Yang Dikerjakan:
1: Terjemahkan kalimat dari berita tentang pelantikan kepala daerah ini ke dalam bahasa Inggris: "Dengan tidak adanya payung hukum yang menaungi, kata dia, maka usulan menggelar pelantikan kepala daerah secara serentak di Jakarta atau di Istana Bogor akan sulit terwujud."
2: Ketik ulang tanpa perubahan seluruh bagian berita tentang pelantikan kepala daerah, mulai dari "Peraturan yang mengaturnya, kata" hingga "Karwo, sapaan akrabnya.".

Kutipan Halaman:

========

Surabaya (Antara Jatim) - Gubernur Jawa Timur Soekarwo meminta payung hukum yang jelas untuk pelantikan kepala daerah, khususnya bupati/wali kota yang rencananya digelar di Istana Bogor, Jawa Barat.

"Kalau bupati dan wali kota dilantik di Istana maka harus ada undang-undang yang mengaturnya," ujarnya kepada wartawan di Surabaya, Rabu.

Menurut dia, sesuai undang-undang yang mengatur pemilihan kepala daerah, bupati/wali kota dilantik oleh gubernur setempat di ibu kota provinsi, sedangkan gubernur dilantik oleh Presiden di ibu kota Negara.

Peraturan yang mengaturnya, kata dia, sesuai Undang-Undang RI Nomor 8 Tahun 2015 Tentang Perubahan Atas Undang-Undang Nomor 1 Tahun 2015 Tentang Penetapan Peraturan Pemerintah Pengganti Undang-Undang Nomor 1 Tahun 2014 Tentang Pemilihan Gubernur, Bupati, Dan Wali Kota menjadi Undang-Undang.

Dengan tidak adanya payung hukum yang menaungi, kata dia, maka usulan menggelar pelantikan kepala daerah secara serentak di Jakarta atau di Istana Bogor akan sulit terwujud.

"Bunyi undang-undang telah jelas dan tidak perlu lagi ditafsirkan. Undang-undang harus diubah dulu, yang tentunya memerlukan waktu lama," ucap Pakde Karwo, sapaan akrabnya.

Meski nantinya menggunakan peraturan pemerintah pengganti undang-undang (Perppu), lanjut dia, juga dinilai sulit karena syaratnya harus ada kegentingan yang memaksa.

"Sedangkan, pelantikan kepala daerah tidak masuk dalam kegentingan yang memaksa," kata gubernur yang juga politisi Partai Demokrat tersebut.

Tidak itu saja, kalau dilantik serentak bersamaan di Bogor maka Presiden harus melantik gubernur terlebih dulu, kemudian gubernur yang akan melantik bupati/wali kota.

========

[Data penunjukan]
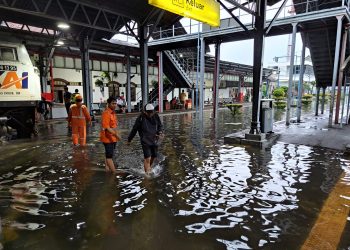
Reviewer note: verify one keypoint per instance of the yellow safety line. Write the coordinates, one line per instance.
(330, 224)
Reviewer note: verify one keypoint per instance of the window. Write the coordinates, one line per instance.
(69, 62)
(8, 54)
(77, 63)
(59, 61)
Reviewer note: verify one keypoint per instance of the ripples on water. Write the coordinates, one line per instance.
(204, 195)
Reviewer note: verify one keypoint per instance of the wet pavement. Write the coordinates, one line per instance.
(202, 194)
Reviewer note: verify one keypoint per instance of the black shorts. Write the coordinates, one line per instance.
(109, 148)
(149, 151)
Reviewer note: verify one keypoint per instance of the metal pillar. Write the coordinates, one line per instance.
(259, 38)
(323, 99)
(301, 82)
(317, 99)
(144, 63)
(216, 80)
(197, 76)
(128, 79)
(340, 76)
(343, 106)
(291, 69)
(201, 87)
(335, 69)
(160, 81)
(347, 112)
(87, 89)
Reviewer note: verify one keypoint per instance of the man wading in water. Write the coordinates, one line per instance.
(150, 130)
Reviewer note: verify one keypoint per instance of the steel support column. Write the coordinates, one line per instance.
(201, 85)
(318, 89)
(301, 82)
(335, 69)
(87, 90)
(216, 80)
(128, 80)
(323, 100)
(291, 69)
(343, 106)
(160, 81)
(340, 76)
(259, 38)
(144, 63)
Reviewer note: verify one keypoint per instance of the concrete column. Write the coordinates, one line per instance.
(160, 81)
(144, 63)
(301, 83)
(340, 76)
(259, 39)
(216, 80)
(87, 88)
(202, 69)
(335, 69)
(323, 99)
(317, 99)
(290, 83)
(128, 82)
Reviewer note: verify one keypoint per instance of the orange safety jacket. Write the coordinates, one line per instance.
(108, 120)
(78, 115)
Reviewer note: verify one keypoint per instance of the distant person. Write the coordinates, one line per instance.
(67, 97)
(121, 104)
(183, 97)
(73, 96)
(150, 130)
(109, 134)
(77, 118)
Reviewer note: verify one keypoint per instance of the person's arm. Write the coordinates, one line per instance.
(135, 128)
(86, 114)
(160, 129)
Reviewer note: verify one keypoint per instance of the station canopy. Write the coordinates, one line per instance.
(36, 21)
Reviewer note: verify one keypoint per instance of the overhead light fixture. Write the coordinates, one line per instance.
(63, 26)
(59, 42)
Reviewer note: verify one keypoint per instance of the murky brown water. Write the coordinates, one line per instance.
(203, 195)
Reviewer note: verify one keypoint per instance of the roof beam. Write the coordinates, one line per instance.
(242, 7)
(233, 16)
(63, 16)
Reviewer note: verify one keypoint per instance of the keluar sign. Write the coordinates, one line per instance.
(206, 11)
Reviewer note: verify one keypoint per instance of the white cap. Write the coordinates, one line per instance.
(149, 107)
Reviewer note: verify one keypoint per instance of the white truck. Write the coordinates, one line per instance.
(19, 88)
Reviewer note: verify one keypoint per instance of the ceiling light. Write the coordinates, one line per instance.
(63, 26)
(59, 42)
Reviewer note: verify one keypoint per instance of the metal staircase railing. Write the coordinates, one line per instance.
(181, 67)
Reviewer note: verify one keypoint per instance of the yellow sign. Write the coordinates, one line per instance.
(206, 11)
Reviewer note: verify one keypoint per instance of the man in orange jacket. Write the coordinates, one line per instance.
(109, 134)
(77, 118)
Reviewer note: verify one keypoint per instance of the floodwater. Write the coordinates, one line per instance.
(202, 194)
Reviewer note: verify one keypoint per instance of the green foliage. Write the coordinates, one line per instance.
(99, 83)
(285, 89)
(278, 93)
(281, 104)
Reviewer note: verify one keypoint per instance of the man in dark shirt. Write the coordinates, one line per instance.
(67, 96)
(150, 130)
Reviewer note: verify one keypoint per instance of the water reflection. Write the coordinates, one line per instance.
(206, 195)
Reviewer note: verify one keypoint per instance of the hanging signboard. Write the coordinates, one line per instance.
(206, 11)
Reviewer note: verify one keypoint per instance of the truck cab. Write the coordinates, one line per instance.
(19, 88)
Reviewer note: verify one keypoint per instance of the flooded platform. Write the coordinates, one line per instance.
(203, 194)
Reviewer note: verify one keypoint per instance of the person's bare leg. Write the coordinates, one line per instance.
(106, 165)
(110, 164)
(147, 165)
(152, 160)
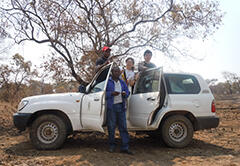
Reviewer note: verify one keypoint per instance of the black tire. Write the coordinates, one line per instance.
(48, 132)
(177, 131)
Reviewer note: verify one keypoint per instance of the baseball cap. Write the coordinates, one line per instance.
(105, 48)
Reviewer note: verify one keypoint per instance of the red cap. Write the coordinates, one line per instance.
(105, 48)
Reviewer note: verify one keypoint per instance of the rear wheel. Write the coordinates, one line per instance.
(48, 132)
(177, 131)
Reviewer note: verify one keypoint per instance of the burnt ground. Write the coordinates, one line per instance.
(220, 146)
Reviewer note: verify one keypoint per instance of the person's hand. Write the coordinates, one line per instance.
(123, 93)
(115, 93)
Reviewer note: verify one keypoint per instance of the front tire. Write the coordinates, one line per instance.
(177, 131)
(48, 132)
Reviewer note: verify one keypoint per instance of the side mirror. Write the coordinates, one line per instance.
(82, 89)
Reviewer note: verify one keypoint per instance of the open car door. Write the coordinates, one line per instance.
(144, 102)
(93, 105)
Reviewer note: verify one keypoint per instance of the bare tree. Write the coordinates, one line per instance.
(77, 29)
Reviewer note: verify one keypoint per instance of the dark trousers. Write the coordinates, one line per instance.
(117, 116)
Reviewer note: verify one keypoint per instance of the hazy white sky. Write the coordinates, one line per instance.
(220, 51)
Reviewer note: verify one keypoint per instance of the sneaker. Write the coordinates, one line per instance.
(127, 152)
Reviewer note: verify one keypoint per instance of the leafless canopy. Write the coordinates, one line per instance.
(78, 29)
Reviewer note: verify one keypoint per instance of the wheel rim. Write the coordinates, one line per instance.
(178, 131)
(47, 132)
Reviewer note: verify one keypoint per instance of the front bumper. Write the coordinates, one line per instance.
(20, 120)
(207, 122)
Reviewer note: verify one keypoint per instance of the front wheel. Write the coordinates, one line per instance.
(48, 132)
(177, 131)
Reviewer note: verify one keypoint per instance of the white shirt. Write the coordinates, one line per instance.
(129, 74)
(118, 88)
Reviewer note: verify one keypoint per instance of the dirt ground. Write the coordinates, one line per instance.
(215, 147)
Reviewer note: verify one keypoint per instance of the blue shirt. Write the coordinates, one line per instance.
(111, 88)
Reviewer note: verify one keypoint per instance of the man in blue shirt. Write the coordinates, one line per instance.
(116, 95)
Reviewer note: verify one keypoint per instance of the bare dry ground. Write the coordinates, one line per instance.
(215, 147)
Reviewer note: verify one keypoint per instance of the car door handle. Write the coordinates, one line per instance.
(150, 98)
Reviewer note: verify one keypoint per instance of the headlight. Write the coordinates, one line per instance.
(22, 104)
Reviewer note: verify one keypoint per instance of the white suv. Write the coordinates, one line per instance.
(170, 104)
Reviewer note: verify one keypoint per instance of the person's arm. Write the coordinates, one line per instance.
(125, 91)
(141, 66)
(100, 64)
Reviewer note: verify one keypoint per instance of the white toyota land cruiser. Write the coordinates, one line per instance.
(173, 105)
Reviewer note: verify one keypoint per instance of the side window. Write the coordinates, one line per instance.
(99, 83)
(98, 87)
(148, 82)
(182, 84)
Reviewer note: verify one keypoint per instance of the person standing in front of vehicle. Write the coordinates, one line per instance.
(116, 94)
(128, 74)
(146, 64)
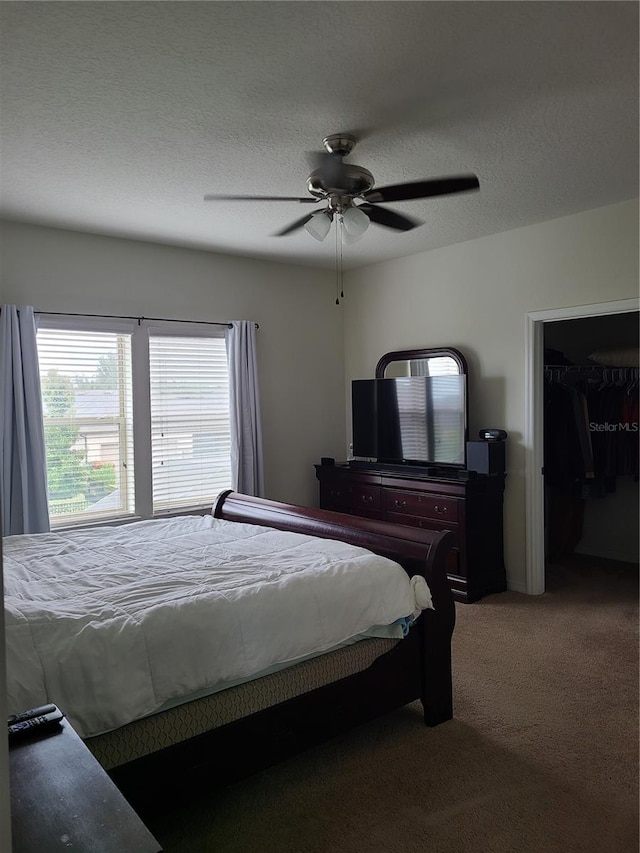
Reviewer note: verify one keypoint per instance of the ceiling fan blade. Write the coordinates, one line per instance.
(389, 218)
(294, 225)
(422, 189)
(211, 197)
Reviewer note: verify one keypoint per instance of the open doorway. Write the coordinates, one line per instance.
(591, 443)
(534, 424)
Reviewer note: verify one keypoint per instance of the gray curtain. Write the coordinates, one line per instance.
(23, 468)
(246, 430)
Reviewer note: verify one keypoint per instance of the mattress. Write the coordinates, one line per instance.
(113, 624)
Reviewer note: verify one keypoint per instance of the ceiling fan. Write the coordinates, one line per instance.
(341, 184)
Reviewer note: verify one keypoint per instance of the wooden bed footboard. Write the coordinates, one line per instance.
(424, 553)
(418, 667)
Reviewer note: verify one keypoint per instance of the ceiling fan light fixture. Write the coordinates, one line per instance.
(355, 222)
(319, 224)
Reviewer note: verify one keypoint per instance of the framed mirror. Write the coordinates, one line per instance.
(421, 362)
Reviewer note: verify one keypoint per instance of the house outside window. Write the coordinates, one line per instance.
(136, 418)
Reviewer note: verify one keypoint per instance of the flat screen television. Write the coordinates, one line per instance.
(420, 420)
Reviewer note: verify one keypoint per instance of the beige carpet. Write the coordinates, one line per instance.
(542, 754)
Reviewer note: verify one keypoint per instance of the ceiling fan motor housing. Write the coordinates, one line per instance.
(353, 181)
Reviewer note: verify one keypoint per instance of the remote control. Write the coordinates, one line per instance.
(36, 725)
(28, 715)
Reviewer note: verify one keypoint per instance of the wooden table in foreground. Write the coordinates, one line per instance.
(63, 800)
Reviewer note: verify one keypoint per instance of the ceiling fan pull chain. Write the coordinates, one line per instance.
(341, 267)
(337, 230)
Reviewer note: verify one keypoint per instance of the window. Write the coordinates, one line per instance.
(190, 432)
(136, 419)
(85, 379)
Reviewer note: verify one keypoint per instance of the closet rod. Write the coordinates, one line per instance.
(596, 372)
(131, 317)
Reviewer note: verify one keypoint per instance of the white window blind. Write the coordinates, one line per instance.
(190, 428)
(85, 378)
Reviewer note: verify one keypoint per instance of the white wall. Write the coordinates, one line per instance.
(475, 296)
(300, 340)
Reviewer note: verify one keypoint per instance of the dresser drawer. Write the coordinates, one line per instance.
(421, 505)
(334, 496)
(365, 498)
(423, 523)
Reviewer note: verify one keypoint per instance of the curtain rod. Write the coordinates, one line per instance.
(131, 317)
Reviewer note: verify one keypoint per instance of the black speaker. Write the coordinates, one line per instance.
(486, 457)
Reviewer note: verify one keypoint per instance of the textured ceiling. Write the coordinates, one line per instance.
(118, 117)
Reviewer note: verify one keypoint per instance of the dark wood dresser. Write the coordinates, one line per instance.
(472, 508)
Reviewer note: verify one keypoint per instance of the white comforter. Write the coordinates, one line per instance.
(111, 624)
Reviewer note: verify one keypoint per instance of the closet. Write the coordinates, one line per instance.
(591, 438)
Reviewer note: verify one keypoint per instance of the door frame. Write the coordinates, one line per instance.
(534, 426)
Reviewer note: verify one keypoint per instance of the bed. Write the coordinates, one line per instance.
(366, 628)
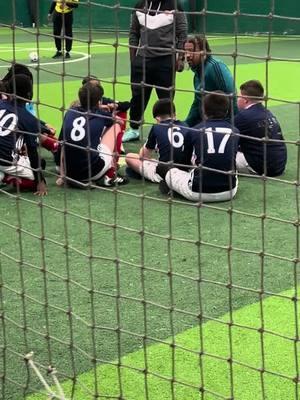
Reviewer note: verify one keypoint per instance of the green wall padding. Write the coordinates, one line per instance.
(111, 15)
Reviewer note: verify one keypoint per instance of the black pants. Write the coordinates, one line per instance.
(157, 71)
(62, 23)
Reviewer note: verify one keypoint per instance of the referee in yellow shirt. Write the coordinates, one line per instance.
(61, 12)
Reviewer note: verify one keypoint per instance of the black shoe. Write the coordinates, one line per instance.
(57, 54)
(164, 188)
(118, 180)
(43, 164)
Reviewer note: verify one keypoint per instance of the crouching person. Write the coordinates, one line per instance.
(88, 140)
(215, 143)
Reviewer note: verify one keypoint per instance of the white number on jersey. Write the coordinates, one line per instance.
(78, 132)
(175, 136)
(4, 131)
(210, 139)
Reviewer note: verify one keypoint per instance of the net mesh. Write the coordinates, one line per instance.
(132, 295)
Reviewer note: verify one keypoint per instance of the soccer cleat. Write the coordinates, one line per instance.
(57, 54)
(130, 135)
(164, 188)
(116, 181)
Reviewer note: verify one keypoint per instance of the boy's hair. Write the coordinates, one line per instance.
(17, 69)
(163, 108)
(2, 87)
(252, 88)
(216, 105)
(20, 85)
(90, 95)
(200, 42)
(90, 78)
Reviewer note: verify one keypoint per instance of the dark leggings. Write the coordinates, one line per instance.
(62, 24)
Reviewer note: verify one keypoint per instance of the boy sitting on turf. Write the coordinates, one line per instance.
(47, 137)
(87, 145)
(170, 137)
(116, 109)
(20, 164)
(215, 143)
(262, 147)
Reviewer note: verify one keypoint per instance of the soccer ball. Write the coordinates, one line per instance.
(33, 56)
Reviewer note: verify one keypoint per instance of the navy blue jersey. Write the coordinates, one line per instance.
(81, 131)
(17, 127)
(258, 122)
(215, 145)
(172, 140)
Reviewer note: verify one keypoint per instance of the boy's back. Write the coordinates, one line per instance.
(80, 132)
(172, 140)
(215, 144)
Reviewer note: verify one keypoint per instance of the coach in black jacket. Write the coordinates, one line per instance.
(62, 13)
(158, 30)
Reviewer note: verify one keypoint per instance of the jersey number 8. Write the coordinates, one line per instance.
(78, 132)
(175, 136)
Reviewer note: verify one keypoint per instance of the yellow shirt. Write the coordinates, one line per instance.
(61, 6)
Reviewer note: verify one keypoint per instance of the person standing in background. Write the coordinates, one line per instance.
(158, 31)
(210, 75)
(61, 12)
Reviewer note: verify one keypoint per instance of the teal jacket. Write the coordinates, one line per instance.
(217, 76)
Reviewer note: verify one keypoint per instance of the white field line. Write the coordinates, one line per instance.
(85, 56)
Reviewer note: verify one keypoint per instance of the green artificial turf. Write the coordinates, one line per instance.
(77, 266)
(199, 359)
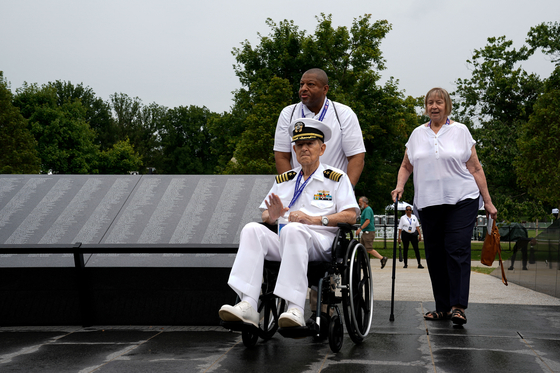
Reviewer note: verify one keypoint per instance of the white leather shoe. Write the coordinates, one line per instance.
(291, 318)
(242, 311)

========

Jawaban Tugas:
1: Without a legal umbrella to cover it, he said, the proposal to hold a simultaneous inauguration of regional heads in Jakarta or at the Bogor Palace will be difficult to realize.

2:
Peraturan yang mengaturnya, kata dia, sesuai Undang-Undang RI Nomor 8 Tahun 2015 Tentang Perubahan Atas Undang-Undang Nomor 1 Tahun 2015 Tentang Penetapan Peraturan Pemerintah Pengganti Undang-Undang Nomor 1 Tahun 2014 Tentang Pemilihan Gubernur, Bupati, Dan Wali Kota menjadi Undang-Undang.

Dengan tidak adanya payung hukum yang menaungi, kata dia, maka usulan menggelar pelantikan kepala daerah secara serentak di Jakarta atau di Istana Bogor akan sulit terwujud.

"Bunyi undang-undang telah jelas dan tidak perlu lagi ditafsirkan. Undang-undang harus diubah dulu, yang tentunya memerlukan waktu lama," ucap Pakde Karwo, sapaan akrabnya.